Print exactly the lines below between the line holding "sample | (672,634)" and the line holding "sample | (20,382)", inclusive, and nothing more.

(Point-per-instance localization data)
□ □ □

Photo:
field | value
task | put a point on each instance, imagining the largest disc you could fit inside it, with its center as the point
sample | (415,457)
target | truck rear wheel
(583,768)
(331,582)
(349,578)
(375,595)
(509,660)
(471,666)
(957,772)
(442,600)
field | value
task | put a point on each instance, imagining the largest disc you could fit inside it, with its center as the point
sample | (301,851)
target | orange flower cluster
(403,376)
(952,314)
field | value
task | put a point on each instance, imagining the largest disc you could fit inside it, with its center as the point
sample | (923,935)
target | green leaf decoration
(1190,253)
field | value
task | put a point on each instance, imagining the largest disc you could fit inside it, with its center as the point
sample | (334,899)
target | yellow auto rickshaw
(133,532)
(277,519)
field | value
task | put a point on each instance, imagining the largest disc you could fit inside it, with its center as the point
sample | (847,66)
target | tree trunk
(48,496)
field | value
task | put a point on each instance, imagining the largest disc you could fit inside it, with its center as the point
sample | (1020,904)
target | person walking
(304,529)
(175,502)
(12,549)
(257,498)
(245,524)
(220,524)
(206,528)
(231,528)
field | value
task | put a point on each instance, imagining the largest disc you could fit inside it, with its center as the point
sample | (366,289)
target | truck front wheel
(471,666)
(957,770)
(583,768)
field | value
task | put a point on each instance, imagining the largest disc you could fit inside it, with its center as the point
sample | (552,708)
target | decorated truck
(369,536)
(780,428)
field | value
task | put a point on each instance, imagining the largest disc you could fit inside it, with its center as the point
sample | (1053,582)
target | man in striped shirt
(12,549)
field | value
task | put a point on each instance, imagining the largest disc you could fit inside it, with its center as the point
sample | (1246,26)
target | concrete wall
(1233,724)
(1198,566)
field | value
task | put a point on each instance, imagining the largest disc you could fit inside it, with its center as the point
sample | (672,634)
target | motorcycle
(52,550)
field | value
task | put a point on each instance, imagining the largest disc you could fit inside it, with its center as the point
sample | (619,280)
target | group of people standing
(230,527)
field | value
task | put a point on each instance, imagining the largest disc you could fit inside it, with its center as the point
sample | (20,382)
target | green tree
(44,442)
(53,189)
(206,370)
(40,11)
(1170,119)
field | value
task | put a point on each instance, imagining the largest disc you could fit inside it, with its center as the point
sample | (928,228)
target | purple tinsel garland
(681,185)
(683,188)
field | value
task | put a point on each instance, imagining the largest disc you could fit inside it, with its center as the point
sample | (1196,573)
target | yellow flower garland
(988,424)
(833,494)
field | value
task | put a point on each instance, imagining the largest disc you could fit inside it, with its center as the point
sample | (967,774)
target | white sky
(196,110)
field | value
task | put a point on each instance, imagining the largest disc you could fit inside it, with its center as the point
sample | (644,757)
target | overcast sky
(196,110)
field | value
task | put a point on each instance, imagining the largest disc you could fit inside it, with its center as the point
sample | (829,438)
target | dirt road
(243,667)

□ □ □

● Solution below
sample | (672,634)
target | motorcycle
(52,550)
field | value
task | put a point on each instance, imagining the largest disc you could fit inside it, with its center as the point
sample | (619,280)
target | group of people standing
(230,527)
field | value
task | put a point on each instance, imagining the largest disc you could fit inside it, with its center as the point
sample | (20,382)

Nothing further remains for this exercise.